1

I have two tables with a many-to-many association in postgresql. The first table contains activities, which may count zero or more reasons:

CREATE TABLE activity (
   id integer NOT NULL,
   -- other fields removed for readability
);

CREATE TABLE reason (
   id varchar(1) NOT NULL,
   -- other fields here
);

For performing the association, a join table exists between those two tables:

CREATE TABLE activity_reason (
   activity_id integer NOT NULL, -- refers to activity.id
   reason_id varchar(1) NOT NULL, -- refers to reason.id
   CONSTRAINT activity_reason_activity FOREIGN KEY (activity_id) REFERENCES activity (id),
  CONSTRAINT activity_reason_reason FOREIGN KEY (reason_id) REFERENCES reason (id)

..............................

■ DIRECTIONS FOR THIS TASK ■
In the text on the PostgreSQL activity and reason tables, please state the name of the join table that links the two.

..............................

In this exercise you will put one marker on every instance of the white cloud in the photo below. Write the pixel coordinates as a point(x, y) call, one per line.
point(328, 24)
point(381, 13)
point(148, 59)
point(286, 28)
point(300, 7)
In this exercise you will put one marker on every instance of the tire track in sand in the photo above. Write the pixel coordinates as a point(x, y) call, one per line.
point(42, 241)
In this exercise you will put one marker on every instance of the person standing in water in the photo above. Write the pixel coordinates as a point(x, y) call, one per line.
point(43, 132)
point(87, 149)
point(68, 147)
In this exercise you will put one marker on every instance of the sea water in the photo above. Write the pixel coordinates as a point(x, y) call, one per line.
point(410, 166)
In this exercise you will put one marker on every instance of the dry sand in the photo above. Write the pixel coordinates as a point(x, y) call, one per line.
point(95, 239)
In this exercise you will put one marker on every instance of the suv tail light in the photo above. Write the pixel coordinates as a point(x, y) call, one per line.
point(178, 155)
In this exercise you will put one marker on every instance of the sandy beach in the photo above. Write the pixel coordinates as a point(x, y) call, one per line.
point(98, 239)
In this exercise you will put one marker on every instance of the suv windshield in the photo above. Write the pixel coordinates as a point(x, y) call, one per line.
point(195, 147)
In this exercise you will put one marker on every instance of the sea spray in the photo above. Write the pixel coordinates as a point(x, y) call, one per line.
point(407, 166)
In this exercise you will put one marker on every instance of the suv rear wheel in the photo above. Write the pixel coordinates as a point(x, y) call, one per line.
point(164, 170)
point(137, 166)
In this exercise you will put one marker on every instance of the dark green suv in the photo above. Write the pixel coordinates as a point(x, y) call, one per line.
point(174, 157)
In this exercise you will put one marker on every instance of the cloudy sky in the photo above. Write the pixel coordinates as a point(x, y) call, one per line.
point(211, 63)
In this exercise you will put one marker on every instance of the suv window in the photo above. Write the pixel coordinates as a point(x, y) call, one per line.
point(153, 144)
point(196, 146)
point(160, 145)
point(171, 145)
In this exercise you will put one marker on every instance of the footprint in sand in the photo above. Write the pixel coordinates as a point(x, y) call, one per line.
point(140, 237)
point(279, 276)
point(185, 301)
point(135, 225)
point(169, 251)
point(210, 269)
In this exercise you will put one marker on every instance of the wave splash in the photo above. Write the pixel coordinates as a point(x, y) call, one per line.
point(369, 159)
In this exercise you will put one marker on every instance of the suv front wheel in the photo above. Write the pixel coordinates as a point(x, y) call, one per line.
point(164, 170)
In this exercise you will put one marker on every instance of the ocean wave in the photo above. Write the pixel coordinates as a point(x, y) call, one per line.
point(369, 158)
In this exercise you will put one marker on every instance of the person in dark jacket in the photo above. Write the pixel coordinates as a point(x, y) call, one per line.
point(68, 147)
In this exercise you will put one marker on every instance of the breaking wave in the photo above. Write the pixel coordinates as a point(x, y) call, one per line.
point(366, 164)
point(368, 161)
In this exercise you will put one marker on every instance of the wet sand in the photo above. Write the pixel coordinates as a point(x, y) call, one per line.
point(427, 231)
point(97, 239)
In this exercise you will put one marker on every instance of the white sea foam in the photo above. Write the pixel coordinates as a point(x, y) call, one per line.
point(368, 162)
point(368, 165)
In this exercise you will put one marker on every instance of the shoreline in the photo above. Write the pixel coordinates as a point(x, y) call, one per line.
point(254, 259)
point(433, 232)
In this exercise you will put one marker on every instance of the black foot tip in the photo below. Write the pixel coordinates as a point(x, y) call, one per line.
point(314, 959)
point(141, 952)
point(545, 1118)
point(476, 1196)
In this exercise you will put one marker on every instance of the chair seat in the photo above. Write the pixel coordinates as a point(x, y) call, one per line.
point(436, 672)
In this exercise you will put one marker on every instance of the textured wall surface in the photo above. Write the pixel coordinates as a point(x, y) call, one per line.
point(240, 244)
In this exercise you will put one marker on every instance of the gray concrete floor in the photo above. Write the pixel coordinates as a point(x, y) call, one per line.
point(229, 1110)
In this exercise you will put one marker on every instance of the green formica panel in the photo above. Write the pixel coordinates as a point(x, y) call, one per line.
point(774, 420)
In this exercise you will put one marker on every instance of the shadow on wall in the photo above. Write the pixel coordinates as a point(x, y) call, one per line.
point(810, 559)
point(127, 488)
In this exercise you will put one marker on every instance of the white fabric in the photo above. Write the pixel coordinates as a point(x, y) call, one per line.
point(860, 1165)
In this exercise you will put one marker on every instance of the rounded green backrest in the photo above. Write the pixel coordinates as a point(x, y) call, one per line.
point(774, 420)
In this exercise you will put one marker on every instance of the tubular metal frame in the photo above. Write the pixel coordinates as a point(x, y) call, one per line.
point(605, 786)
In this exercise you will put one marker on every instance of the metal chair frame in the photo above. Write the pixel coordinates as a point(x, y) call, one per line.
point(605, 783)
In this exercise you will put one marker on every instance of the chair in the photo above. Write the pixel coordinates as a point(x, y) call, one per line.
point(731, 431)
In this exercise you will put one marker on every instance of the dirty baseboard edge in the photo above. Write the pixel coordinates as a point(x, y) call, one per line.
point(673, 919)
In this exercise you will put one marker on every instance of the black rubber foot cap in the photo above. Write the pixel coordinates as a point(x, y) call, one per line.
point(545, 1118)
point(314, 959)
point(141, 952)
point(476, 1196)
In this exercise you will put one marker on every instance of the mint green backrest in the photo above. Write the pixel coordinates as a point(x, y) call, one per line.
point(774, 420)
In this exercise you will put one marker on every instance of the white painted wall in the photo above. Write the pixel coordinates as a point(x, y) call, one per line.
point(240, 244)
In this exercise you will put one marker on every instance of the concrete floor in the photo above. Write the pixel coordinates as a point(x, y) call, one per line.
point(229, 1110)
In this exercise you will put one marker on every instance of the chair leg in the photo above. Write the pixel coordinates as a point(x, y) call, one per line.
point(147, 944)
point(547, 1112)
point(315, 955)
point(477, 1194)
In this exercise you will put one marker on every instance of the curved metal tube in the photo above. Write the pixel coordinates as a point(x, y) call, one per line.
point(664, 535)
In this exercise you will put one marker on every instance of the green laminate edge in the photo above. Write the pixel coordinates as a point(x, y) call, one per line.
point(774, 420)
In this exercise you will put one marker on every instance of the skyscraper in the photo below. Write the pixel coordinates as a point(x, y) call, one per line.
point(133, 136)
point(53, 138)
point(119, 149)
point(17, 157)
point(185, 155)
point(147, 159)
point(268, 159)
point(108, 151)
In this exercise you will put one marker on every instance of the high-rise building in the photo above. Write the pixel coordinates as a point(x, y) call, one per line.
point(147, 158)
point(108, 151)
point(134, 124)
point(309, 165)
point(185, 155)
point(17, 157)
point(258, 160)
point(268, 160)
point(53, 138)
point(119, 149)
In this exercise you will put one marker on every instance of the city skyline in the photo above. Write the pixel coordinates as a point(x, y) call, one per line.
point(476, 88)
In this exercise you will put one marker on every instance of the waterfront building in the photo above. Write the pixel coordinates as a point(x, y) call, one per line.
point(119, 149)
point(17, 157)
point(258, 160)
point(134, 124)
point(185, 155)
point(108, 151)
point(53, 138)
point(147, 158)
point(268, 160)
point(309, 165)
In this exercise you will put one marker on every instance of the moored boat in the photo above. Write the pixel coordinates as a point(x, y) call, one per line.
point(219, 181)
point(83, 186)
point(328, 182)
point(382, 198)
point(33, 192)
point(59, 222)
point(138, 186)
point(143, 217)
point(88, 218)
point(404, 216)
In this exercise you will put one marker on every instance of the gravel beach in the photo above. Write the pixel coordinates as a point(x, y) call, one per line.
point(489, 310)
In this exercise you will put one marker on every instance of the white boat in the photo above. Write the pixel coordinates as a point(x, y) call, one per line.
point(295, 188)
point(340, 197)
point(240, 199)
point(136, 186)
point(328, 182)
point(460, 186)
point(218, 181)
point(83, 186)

..............................

■ WRITTEN ANSWER ■
activity_reason